### [Supplied material]
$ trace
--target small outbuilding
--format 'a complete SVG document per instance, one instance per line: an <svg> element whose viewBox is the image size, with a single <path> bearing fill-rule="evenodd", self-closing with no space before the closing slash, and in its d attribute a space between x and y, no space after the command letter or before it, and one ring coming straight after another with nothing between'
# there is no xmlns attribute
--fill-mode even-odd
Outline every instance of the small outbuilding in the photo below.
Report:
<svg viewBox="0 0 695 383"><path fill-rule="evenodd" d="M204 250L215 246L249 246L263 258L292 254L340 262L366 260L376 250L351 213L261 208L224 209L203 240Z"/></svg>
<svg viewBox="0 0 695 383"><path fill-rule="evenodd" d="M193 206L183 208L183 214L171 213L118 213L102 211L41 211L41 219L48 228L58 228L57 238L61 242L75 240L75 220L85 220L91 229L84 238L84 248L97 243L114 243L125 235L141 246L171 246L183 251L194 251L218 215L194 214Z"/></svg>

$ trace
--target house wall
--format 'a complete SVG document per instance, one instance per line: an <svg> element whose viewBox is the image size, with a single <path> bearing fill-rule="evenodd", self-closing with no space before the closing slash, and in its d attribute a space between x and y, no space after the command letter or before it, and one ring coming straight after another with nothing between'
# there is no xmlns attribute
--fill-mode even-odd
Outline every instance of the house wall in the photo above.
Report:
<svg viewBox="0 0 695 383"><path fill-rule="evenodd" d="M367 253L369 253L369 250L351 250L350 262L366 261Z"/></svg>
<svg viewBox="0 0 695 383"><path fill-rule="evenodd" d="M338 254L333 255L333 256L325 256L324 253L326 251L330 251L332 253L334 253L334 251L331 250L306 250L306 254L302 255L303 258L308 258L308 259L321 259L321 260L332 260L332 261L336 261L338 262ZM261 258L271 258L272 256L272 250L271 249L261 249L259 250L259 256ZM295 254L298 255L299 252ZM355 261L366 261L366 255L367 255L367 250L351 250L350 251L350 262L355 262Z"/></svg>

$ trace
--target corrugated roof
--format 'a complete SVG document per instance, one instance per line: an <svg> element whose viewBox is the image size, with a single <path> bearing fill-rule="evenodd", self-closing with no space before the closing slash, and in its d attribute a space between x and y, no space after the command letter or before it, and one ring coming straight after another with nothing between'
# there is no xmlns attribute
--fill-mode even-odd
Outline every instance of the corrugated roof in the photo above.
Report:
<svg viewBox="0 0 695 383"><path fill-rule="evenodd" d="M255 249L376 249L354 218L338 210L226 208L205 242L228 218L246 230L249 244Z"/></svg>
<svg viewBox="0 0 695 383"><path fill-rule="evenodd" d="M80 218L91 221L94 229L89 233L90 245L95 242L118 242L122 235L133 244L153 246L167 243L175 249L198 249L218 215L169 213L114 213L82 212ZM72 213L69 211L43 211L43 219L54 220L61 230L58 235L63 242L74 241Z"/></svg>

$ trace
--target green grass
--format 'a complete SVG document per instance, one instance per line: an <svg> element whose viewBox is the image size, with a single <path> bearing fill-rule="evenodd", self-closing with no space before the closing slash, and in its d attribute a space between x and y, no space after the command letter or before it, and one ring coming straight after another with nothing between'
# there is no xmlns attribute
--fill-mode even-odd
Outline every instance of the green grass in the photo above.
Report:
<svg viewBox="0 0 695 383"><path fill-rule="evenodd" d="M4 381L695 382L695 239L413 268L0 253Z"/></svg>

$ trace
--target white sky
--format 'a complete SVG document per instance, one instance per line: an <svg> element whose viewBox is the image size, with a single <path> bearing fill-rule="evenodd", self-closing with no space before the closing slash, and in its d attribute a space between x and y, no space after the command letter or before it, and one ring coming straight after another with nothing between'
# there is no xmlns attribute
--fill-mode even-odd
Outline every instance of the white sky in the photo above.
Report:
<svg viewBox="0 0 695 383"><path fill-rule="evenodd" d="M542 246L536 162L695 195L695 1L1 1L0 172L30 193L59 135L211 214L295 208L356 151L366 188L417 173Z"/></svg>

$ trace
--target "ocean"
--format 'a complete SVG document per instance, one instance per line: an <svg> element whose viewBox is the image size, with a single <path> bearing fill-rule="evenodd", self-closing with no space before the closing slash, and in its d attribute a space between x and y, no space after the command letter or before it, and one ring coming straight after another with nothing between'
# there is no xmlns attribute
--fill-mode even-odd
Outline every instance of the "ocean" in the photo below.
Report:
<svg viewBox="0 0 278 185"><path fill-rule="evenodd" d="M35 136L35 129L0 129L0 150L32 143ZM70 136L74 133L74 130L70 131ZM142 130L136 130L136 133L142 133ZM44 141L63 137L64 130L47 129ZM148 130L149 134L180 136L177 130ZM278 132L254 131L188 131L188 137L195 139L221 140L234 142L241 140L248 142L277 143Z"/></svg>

### [Task statement]
Rewrite all the data above with every "Report" changed to "Output", keeping everything else the same.

### [Answer to the problem]
$ trace
--target small outbuilding
--format 'a complete SVG document per instance, one instance per line: an <svg> element whose viewBox is the image size, with a single <path> bearing fill-rule="evenodd", self-closing with no space before the closing slash, and in its d attribute a space between x and y, no space after the command letter or before it, and one ring coming straight after another with nothing between'
# there is no xmlns attribute
--fill-mode even-odd
Outline every instance of the small outbuilding in the photo below.
Output:
<svg viewBox="0 0 695 383"><path fill-rule="evenodd" d="M204 250L215 246L249 246L263 258L292 254L340 262L366 260L376 250L351 213L261 208L224 209L203 240Z"/></svg>
<svg viewBox="0 0 695 383"><path fill-rule="evenodd" d="M193 206L183 208L183 214L171 213L118 213L102 211L41 211L41 219L48 228L58 228L57 238L61 242L75 240L75 220L85 220L91 229L84 238L84 248L97 243L114 243L125 235L141 246L171 246L183 251L194 251L218 215L194 214Z"/></svg>

$ trace
--target house wall
--format 'a complete SVG document per instance, one instance per line: an <svg> element whose viewBox is the image size, with a single <path> bearing fill-rule="evenodd", self-closing with no space before the closing slash, and in its d attribute a space between x and y, no space after the command letter or before it, and one ring coming straight after another with nothing between'
# there is no xmlns attribute
--fill-mode even-odd
Outline every instance of the house wall in the photo above.
Output:
<svg viewBox="0 0 695 383"><path fill-rule="evenodd" d="M367 253L369 253L369 250L351 250L350 262L366 261Z"/></svg>
<svg viewBox="0 0 695 383"><path fill-rule="evenodd" d="M338 254L333 255L333 256L325 256L324 253L326 251L330 251L332 253L334 253L334 251L331 250L306 250L306 254L302 255L303 258L308 258L308 259L321 259L321 260L332 260L332 261L336 261L338 262ZM261 258L271 258L272 256L272 250L271 249L261 249L259 250L259 256ZM295 254L298 255L299 252ZM355 261L366 261L366 255L367 255L367 250L351 250L350 251L350 262L355 262Z"/></svg>

$ trace
--target corrugated roof
--format 'a complete SVG document per instance, one instance per line: an <svg> element whose viewBox is the image size, with a single <path> bearing fill-rule="evenodd", self-closing with no space before the closing slash, and in its d attribute a space between x and y, no space after the command letter or before it, and one ring coming straight after another with nothing between'
# there is no xmlns attribute
--fill-mode even-odd
Outline every instance of the corrugated roof in the photo above.
Output:
<svg viewBox="0 0 695 383"><path fill-rule="evenodd" d="M255 249L376 249L354 218L338 210L226 208L205 242L228 218L246 230L249 244Z"/></svg>
<svg viewBox="0 0 695 383"><path fill-rule="evenodd" d="M80 218L91 221L94 229L89 233L90 245L95 242L118 242L122 235L133 244L153 246L167 243L175 249L198 249L218 215L169 213L114 213L82 212ZM72 213L69 211L43 211L43 219L54 220L61 230L58 235L63 242L74 241Z"/></svg>

$ trace
--target green grass
--format 'a complete SVG document per instance, one instance per line: an <svg> element whose viewBox is the image size, with a single <path> bearing fill-rule="evenodd", self-closing with no space before the closing slash, and in its d attribute a space between x and y, no space after the command letter or before it, and one ring coming straight after another with nothing between'
# there is no xmlns attribute
--fill-mode even-odd
Outline every instance of the green grass in the photo above.
Output:
<svg viewBox="0 0 695 383"><path fill-rule="evenodd" d="M4 381L695 382L695 239L413 268L0 253Z"/></svg>

$ trace
--target white sky
--format 'a complete SVG document per instance, one instance per line: an <svg> element whose viewBox is the image size, with a single <path> bearing fill-rule="evenodd", self-closing with no space before the closing slash, and in its d attribute a space between x and y, no space after the command letter or before it, and one ring coming straight after another with nothing between'
# there is no xmlns attribute
--fill-mode even-odd
Outline every instance of the white sky in the photo above.
Output:
<svg viewBox="0 0 695 383"><path fill-rule="evenodd" d="M542 246L536 162L695 195L695 1L1 1L0 172L30 193L59 135L211 214L295 208L356 151L366 188L417 173Z"/></svg>

$ trace
--target "ocean"
--format 'a complete SVG document per instance, one instance per line: an <svg> element whose viewBox is the image size, with a single <path> bearing fill-rule="evenodd", self-closing with no space before the closing slash, and in its d attribute a space between x and y, no space after the command letter or before it, and one ring coming straight after another with nothing between'
# there is no xmlns attribute
--fill-mode even-odd
Outline every instance of the "ocean" in the photo below.
Output:
<svg viewBox="0 0 278 185"><path fill-rule="evenodd" d="M35 136L35 129L0 129L0 150L32 143ZM70 136L74 133L74 130L70 131ZM142 130L136 130L136 133L142 133ZM44 141L63 137L64 130L47 129ZM148 130L149 134L180 136L177 130ZM278 132L254 131L188 131L188 137L195 139L221 140L234 142L241 140L248 142L277 143Z"/></svg>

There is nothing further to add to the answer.